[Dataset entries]
==*==
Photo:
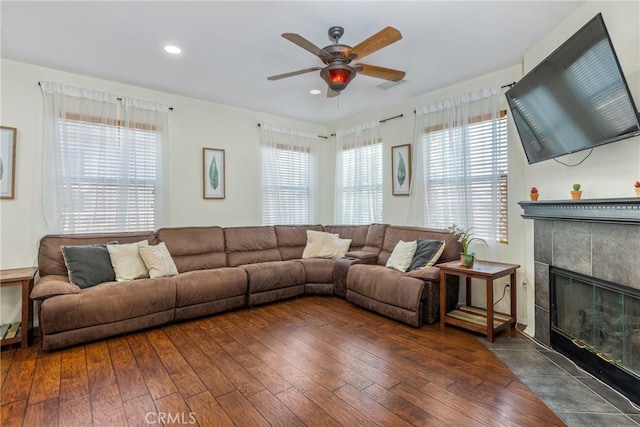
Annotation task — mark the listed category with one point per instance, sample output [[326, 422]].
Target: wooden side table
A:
[[484, 321], [20, 277]]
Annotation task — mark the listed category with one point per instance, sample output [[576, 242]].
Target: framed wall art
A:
[[8, 162], [401, 169], [213, 179]]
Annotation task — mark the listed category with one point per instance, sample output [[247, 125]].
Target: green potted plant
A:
[[534, 194], [576, 193], [465, 237]]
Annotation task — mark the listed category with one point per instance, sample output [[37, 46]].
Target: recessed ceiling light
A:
[[174, 50]]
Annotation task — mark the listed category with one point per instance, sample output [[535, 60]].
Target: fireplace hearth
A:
[[587, 285], [597, 325]]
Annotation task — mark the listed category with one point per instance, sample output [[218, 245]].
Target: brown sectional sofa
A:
[[222, 269]]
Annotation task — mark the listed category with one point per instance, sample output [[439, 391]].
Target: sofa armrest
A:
[[363, 256], [52, 285], [341, 269], [431, 274]]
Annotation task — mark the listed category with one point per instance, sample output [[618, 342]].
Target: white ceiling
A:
[[230, 48]]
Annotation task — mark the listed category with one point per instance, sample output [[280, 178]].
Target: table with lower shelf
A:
[[481, 320], [23, 277]]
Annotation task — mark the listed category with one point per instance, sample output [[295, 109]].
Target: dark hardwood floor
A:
[[310, 361]]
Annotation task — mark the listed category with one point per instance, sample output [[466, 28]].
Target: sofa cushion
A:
[[427, 253], [385, 285], [315, 242], [52, 285], [266, 276], [402, 255], [357, 233], [50, 260], [318, 270], [158, 260], [107, 303], [202, 286], [394, 234], [127, 262], [334, 247], [88, 265], [249, 245], [292, 239], [195, 248]]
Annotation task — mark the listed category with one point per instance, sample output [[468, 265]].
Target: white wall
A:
[[193, 124], [611, 169], [395, 208]]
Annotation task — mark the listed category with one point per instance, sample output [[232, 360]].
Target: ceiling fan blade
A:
[[305, 44], [332, 93], [376, 42], [293, 73], [381, 72]]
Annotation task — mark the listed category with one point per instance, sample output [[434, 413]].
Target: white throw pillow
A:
[[402, 255], [158, 260], [315, 242], [127, 262], [334, 247]]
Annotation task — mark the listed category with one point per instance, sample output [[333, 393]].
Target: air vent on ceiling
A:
[[389, 84]]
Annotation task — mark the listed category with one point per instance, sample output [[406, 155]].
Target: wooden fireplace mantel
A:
[[618, 211]]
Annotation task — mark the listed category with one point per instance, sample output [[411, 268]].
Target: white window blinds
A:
[[104, 177], [288, 176], [359, 175], [103, 163], [468, 186]]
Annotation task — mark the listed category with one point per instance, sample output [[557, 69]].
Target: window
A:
[[102, 173], [468, 186], [286, 195], [361, 198], [288, 175], [358, 186], [103, 161]]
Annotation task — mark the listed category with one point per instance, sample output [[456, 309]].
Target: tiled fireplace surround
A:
[[598, 238]]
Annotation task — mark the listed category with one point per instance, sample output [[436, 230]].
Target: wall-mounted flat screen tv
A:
[[577, 98]]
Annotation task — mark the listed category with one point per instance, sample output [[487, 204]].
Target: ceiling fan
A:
[[338, 73]]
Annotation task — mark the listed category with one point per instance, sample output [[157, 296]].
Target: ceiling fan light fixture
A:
[[337, 76]]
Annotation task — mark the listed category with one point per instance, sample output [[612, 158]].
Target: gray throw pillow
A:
[[88, 265], [427, 253]]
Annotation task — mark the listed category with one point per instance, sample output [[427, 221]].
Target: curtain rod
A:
[[501, 87], [383, 120], [120, 99], [319, 136]]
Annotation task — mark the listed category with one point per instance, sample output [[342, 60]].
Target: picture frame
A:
[[401, 169], [8, 138], [213, 173]]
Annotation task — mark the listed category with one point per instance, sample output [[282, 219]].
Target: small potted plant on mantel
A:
[[576, 193], [534, 194]]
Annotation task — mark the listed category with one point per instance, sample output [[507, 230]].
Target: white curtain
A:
[[448, 166], [358, 192], [104, 161], [289, 176]]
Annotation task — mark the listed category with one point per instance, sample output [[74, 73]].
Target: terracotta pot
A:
[[466, 260]]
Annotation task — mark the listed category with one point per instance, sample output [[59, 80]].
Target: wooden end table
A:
[[484, 321], [20, 277]]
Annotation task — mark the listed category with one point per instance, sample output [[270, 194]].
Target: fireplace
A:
[[587, 285], [597, 325]]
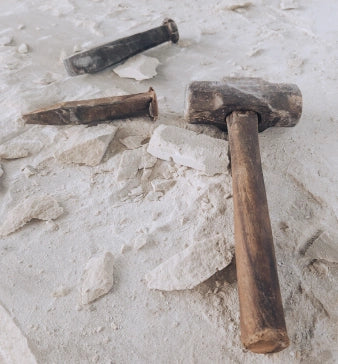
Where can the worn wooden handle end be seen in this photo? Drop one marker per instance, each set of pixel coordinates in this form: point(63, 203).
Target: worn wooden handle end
point(263, 327)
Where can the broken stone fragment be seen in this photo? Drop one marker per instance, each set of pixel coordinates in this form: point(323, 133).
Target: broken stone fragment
point(97, 278)
point(134, 160)
point(142, 240)
point(14, 345)
point(43, 207)
point(185, 147)
point(61, 291)
point(87, 145)
point(324, 247)
point(6, 40)
point(162, 185)
point(133, 141)
point(139, 67)
point(234, 5)
point(191, 266)
point(288, 4)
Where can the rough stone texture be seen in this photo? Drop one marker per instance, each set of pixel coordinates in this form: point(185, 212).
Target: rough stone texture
point(133, 141)
point(142, 240)
point(23, 48)
point(324, 247)
point(191, 266)
point(27, 143)
point(41, 207)
point(185, 147)
point(132, 161)
point(97, 278)
point(13, 344)
point(139, 67)
point(289, 4)
point(87, 145)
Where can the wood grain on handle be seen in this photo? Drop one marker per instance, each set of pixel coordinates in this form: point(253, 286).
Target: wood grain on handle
point(262, 324)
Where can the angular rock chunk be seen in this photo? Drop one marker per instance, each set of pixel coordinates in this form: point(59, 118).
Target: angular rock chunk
point(133, 141)
point(87, 145)
point(191, 266)
point(97, 278)
point(14, 345)
point(42, 207)
point(139, 67)
point(132, 161)
point(185, 147)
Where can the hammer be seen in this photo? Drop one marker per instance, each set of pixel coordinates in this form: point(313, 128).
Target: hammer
point(243, 107)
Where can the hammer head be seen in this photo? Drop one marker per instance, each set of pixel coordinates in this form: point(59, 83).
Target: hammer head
point(277, 104)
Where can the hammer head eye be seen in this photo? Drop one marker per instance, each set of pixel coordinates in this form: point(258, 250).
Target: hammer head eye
point(209, 102)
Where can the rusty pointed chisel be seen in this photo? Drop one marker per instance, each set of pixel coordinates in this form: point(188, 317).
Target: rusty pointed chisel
point(109, 54)
point(96, 110)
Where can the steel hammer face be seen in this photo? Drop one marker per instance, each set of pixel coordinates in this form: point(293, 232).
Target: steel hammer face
point(243, 107)
point(210, 102)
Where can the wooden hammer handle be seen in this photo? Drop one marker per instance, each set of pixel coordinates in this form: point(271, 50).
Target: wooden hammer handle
point(261, 312)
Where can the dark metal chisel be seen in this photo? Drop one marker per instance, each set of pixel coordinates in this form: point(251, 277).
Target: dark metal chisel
point(109, 54)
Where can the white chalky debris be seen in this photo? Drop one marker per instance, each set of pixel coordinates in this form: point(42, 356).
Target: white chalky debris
point(61, 291)
point(6, 40)
point(234, 5)
point(142, 240)
point(23, 48)
point(161, 184)
point(29, 171)
point(139, 67)
point(97, 278)
point(134, 160)
point(185, 147)
point(28, 143)
point(87, 145)
point(14, 345)
point(133, 141)
point(191, 266)
point(42, 207)
point(324, 247)
point(289, 4)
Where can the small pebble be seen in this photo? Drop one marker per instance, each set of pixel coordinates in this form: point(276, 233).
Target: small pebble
point(23, 48)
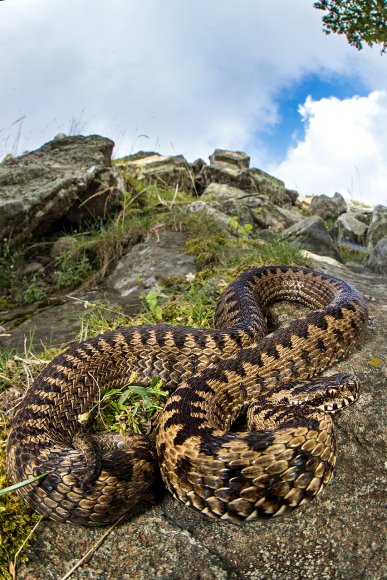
==*==
### [DIRECTIONS]
Pull every line containing the word "potted" out of the entries above.

### [RESPONSE BOX]
Target: green potted plant
Target: small potted plant on mantel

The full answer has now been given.